----- Task input

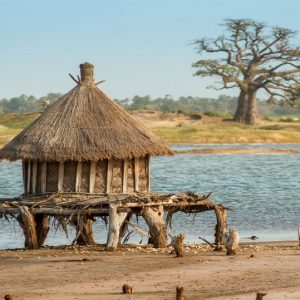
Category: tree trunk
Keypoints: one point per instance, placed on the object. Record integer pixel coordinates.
(246, 111)
(221, 215)
(157, 226)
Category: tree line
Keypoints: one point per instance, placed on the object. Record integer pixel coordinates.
(223, 105)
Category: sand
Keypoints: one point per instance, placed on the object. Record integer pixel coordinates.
(91, 273)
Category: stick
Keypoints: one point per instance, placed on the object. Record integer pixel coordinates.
(206, 241)
(73, 78)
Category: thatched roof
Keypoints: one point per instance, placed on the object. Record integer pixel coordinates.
(84, 124)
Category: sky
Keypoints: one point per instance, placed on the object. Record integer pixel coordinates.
(140, 47)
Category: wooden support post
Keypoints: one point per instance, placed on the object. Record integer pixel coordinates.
(34, 176)
(60, 185)
(136, 174)
(125, 175)
(149, 174)
(221, 215)
(109, 176)
(43, 177)
(27, 223)
(84, 230)
(115, 221)
(78, 177)
(92, 176)
(28, 176)
(157, 226)
(24, 176)
(42, 228)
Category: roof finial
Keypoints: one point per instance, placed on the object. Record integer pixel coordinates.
(87, 73)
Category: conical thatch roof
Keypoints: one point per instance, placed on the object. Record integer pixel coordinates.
(84, 124)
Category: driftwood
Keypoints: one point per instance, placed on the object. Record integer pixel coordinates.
(178, 244)
(231, 240)
(157, 226)
(84, 230)
(221, 215)
(27, 223)
(259, 295)
(114, 224)
(180, 293)
(80, 209)
(127, 288)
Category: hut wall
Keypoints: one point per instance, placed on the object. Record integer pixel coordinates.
(123, 176)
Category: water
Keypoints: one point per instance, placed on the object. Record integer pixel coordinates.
(263, 190)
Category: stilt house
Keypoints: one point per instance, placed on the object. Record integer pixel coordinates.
(85, 143)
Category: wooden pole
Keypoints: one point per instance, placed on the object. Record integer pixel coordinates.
(84, 230)
(43, 177)
(27, 223)
(109, 176)
(125, 175)
(157, 226)
(34, 176)
(42, 228)
(92, 176)
(136, 174)
(60, 185)
(78, 177)
(28, 176)
(114, 224)
(221, 215)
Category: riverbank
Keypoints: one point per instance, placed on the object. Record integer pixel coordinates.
(91, 273)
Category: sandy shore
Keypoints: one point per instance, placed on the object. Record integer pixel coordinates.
(91, 273)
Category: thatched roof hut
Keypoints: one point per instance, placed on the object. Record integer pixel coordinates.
(85, 142)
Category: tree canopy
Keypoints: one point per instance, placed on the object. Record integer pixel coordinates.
(251, 56)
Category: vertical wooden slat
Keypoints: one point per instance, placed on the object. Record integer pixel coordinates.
(125, 175)
(109, 176)
(43, 176)
(92, 176)
(136, 174)
(28, 176)
(60, 184)
(149, 174)
(78, 177)
(24, 176)
(34, 176)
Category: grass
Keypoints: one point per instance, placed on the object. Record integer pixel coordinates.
(171, 129)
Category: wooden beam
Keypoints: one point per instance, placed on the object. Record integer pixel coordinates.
(34, 176)
(149, 174)
(136, 174)
(114, 224)
(24, 176)
(28, 176)
(43, 176)
(109, 176)
(125, 175)
(78, 177)
(92, 176)
(60, 184)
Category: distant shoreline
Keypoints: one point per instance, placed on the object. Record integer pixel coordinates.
(238, 151)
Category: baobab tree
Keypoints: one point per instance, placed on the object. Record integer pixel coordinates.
(251, 56)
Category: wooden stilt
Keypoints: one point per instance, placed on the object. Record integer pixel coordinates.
(27, 222)
(221, 215)
(84, 230)
(115, 221)
(43, 177)
(42, 228)
(157, 226)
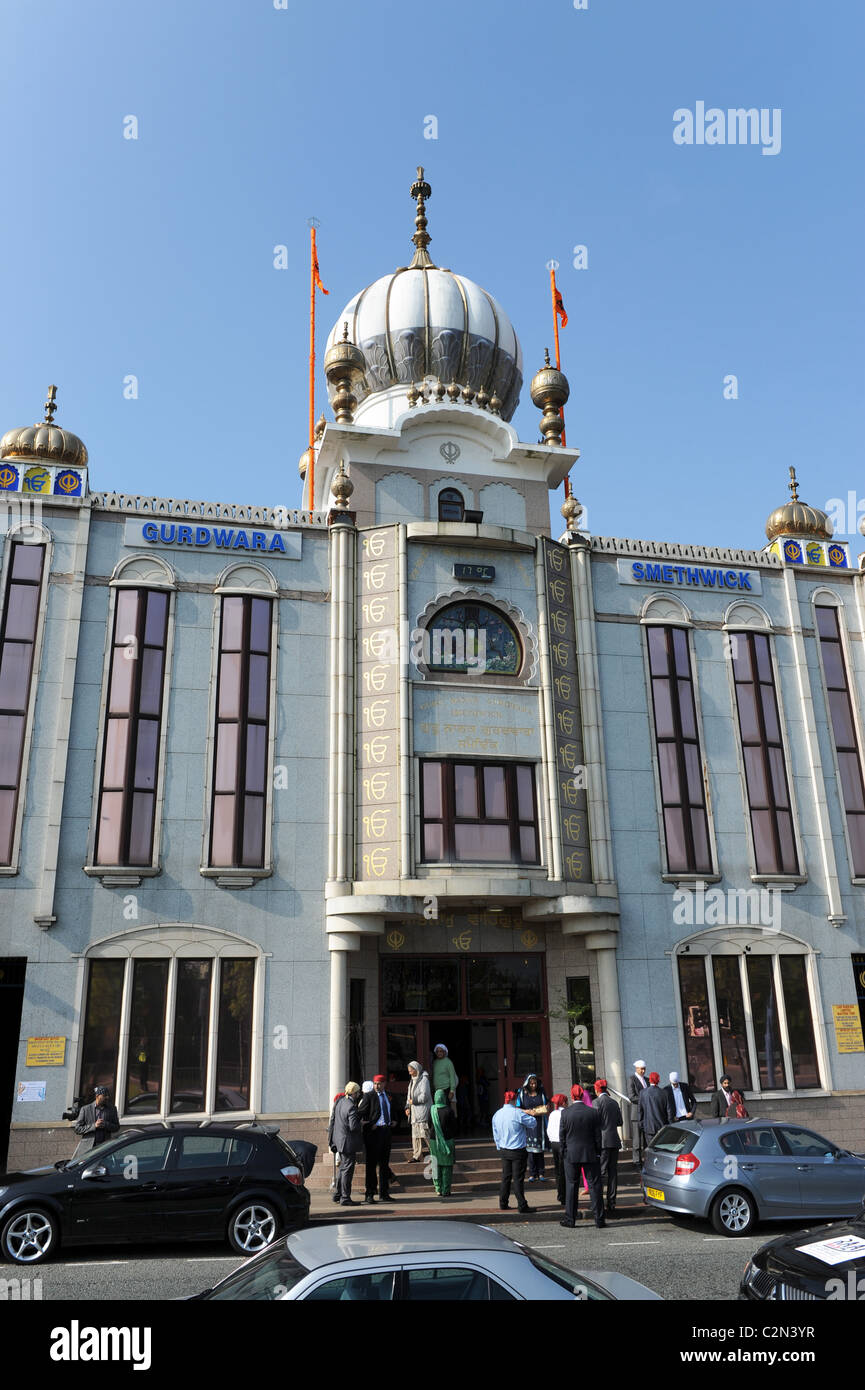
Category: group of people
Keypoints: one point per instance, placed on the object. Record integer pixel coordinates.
(583, 1139)
(655, 1105)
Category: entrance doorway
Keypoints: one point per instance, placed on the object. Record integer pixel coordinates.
(11, 1002)
(461, 1002)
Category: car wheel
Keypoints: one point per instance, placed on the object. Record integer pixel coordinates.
(28, 1236)
(733, 1212)
(252, 1228)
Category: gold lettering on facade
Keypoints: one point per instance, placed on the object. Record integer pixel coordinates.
(377, 748)
(374, 544)
(377, 712)
(376, 862)
(377, 823)
(556, 588)
(376, 576)
(374, 787)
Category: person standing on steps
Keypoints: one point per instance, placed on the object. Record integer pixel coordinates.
(345, 1137)
(611, 1119)
(509, 1129)
(419, 1101)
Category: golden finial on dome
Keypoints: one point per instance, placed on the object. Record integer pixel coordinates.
(422, 191)
(797, 519)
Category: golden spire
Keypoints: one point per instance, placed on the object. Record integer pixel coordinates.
(422, 191)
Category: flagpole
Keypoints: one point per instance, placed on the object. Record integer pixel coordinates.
(310, 470)
(555, 331)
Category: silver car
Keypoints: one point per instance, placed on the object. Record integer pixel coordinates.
(739, 1172)
(415, 1261)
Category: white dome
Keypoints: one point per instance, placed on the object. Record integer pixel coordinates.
(424, 321)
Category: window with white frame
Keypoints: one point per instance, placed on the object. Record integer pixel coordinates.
(170, 1033)
(843, 730)
(20, 630)
(747, 1011)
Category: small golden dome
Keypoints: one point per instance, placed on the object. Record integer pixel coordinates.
(798, 519)
(45, 441)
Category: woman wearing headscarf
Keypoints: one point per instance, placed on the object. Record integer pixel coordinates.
(530, 1097)
(441, 1144)
(419, 1101)
(444, 1073)
(554, 1123)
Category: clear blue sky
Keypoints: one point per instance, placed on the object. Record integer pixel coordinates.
(555, 128)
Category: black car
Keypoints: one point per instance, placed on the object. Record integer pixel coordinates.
(825, 1262)
(171, 1182)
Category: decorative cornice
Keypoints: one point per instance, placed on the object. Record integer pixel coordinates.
(277, 517)
(721, 555)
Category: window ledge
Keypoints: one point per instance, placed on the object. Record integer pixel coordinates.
(690, 879)
(783, 880)
(235, 877)
(120, 876)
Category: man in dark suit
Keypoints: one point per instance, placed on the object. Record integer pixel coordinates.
(378, 1115)
(655, 1108)
(611, 1119)
(580, 1140)
(682, 1098)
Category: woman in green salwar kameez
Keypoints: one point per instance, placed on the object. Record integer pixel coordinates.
(441, 1144)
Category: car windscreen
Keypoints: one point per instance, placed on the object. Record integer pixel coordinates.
(262, 1279)
(673, 1139)
(569, 1279)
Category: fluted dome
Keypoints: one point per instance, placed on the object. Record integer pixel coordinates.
(45, 441)
(796, 517)
(426, 321)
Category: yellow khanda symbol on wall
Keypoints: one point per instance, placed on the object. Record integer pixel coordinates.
(36, 480)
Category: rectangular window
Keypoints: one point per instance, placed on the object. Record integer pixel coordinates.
(479, 812)
(677, 744)
(239, 770)
(764, 755)
(130, 756)
(843, 730)
(17, 647)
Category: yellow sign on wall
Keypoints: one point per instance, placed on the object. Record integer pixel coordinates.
(46, 1051)
(847, 1027)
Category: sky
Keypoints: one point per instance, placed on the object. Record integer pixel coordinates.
(715, 320)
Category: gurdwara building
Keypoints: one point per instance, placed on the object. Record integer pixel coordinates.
(291, 797)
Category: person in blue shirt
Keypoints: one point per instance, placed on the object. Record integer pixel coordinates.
(509, 1130)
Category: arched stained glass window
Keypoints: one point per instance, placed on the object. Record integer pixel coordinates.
(473, 637)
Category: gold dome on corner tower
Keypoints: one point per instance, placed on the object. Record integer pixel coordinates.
(45, 441)
(798, 519)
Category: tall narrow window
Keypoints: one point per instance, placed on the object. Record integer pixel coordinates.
(679, 762)
(764, 755)
(843, 730)
(17, 647)
(239, 774)
(130, 758)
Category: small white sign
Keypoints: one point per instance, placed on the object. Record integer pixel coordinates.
(31, 1091)
(835, 1251)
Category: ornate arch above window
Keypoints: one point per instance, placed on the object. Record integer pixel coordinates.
(747, 615)
(664, 608)
(139, 571)
(473, 634)
(246, 578)
(170, 1015)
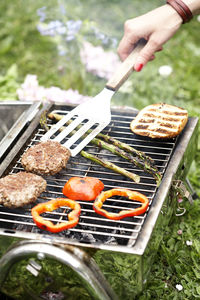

----------

-- What is expected --
List each line of the listing above that includes the word "sign".

-- The completed task --
Category: yellow sign on wall
Category: small white sign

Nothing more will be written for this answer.